• _Consigne A_: Recopiez sans rien changer le passage de l'article sur Margaret Thatcher qui va de « La guerre des » jusqu'à « faim de l’IRA. » inclus.
• _Consigne B_: Redonnez telles quelles les lignes des entrées, depuis le début de celles-ci jusqu'à la ligne contenant « x=141, y=33 », cette dernière comprise.
--- Extrait cité ---
Maggie entre le bien et le mal

« Maggie » : le meilleur et le pire
(Photo AFP)

Morte hier à 87 ans, Margaret Thatcher, ancienne Premier ministre de Grande-Bretagne (1979-1990), a réformé l’économie de son pays dans un climat de violence et de douleur. On l’a portée aux nues pour son courage, on l’a discréditée pour son absence totale de compassion envers ses compatriotes. Elle n’en demeure pas moins un exemple pour tous les gouvernants d’aujourd’hui qui refusent de sacrifier leur popularité au salut de leur pays.

« MAGGIE » AURA ÉTÉ un chef de gouvernement idéologique. Fille d’un épicier qui lui enseignait le mérite de travailler dur pour réussir, elle a appliqué les préceptes de son père à la gestion du Royaume-Uni. Quand elle est entrée au 10, Downing Street, l’Angleterre était exsangue, accablée par les grèves, les dettes et le chômage. Personne ne peut nier qu’elle a remis son peuple au travail, qu’elle a coupé les branches mortes de l’industrie britannique, et qu’elle a ramené une certaine prospérité dans un pays que les travaillistes avaient excessivement socialisé. Elle s’est dressée contre les mineurs en grève avec une brutalité qu’on n’a cessé de lui reprocher depuis. Mais elle a montré que, pour lancer une réforme, il faut tenir bon, faire preuve d’intransigeance et ne pas renoncer, quoi qu’il en coûte. La France en a fait un épouvantail sur lequel se sont acharnés les humoristes et même les chanteurs. Mais si nous avions commencé à l’imiter, fût-ce partiellement, nous n’en serions peut-être pas aujourd’hui à douter de notre avenir.

La guerre des Malouines.

Le « thatchérisme » eût-il gagné à être un peu teinté d’humanisme ? C’est ce que disent la majorité des commentateurs. Ils savent néanmoins que la prudence et le respect des corporatismes produisent le plus souvent des réformes inachevées. Il suffit, pour s’en convaincre, de constater que, en France, pour ne pas faire, une fois pour toutes, une réforme des retraites, on en fait une petite tous les trois ans et que, chaque fois, elle donne lieu à des réactions de rejet. On ne niera pas toutefois que Mme Thatcher est allée trop loin, dans son combat contre l’indépendantisme irlandais, elle qui a laissé mourir, sans broncher, des grévistes de la faim de l’IRA.
--- Entrées brutes ---
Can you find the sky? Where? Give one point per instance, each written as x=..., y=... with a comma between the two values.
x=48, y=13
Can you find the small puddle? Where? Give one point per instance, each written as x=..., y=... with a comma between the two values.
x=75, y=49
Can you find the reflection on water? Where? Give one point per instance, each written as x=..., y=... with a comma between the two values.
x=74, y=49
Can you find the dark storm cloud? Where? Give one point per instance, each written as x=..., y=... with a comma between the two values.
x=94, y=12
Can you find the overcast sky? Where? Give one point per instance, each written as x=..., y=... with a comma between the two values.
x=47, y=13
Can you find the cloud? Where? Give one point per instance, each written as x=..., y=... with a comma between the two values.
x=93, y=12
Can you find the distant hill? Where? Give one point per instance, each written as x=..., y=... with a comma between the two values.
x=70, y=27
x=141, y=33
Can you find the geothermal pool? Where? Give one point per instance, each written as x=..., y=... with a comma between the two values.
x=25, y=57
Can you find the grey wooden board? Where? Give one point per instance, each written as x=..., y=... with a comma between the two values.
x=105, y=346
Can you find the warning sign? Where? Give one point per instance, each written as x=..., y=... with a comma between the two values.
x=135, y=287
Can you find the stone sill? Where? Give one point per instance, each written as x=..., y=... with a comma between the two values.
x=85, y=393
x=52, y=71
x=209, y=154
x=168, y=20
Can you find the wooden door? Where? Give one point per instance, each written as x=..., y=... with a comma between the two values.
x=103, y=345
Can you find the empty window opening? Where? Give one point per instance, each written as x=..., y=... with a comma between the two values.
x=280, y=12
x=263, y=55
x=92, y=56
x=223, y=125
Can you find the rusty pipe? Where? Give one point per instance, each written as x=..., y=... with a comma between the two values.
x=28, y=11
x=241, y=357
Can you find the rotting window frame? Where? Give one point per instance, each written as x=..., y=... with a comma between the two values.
---
• _Réponse attendue A_:
La guerre des Malouines.

Le « thatchérisme » eût-il gagné à être un peu teinté d’humanisme ? C’est ce que disent la majorité des commentateurs. Ils savent néanmoins que la prudence et le respect des corporatismes produisent le plus souvent des réformes inachevées. Il suffit, pour s’en convaincre, de constater que, en France, pour ne pas faire, une fois pour toutes, une réforme des retraites, on en fait une petite tous les trois ans et que, chaque fois, elle donne lieu à des réactions de rejet. On ne niera pas toutefois que Mme Thatcher est allée trop loin, dans son combat contre l’indépendantisme irlandais, elle qui a laissé mourir, sans broncher, des grévistes de la faim de l’IRA.

• _Réponse attendue B_:
Can you find the sky? Where? Give one point per instance, each written as x=..., y=... with a comma between the two values.
x=48, y=13
Can you find the small puddle? Where? Give one point per instance, each written as x=..., y=... with a comma between the two values.
x=75, y=49
Can you find the reflection on water? Where? Give one point per instance, each written as x=..., y=... with a comma between the two values.
x=74, y=49
Can you find the dark storm cloud? Where? Give one point per instance, each written as x=..., y=... with a comma between the two values.
x=94, y=12
Can you find the overcast sky? Where? Give one point per instance, each written as x=..., y=... with a comma between the two values.
x=47, y=13
Can you find the cloud? Where? Give one point per instance, each written as x=..., y=... with a comma between the two values.
x=93, y=12
Can you find the distant hill? Where? Give one point per instance, each written as x=..., y=... with a comma between the two values.
x=70, y=27
x=141, y=33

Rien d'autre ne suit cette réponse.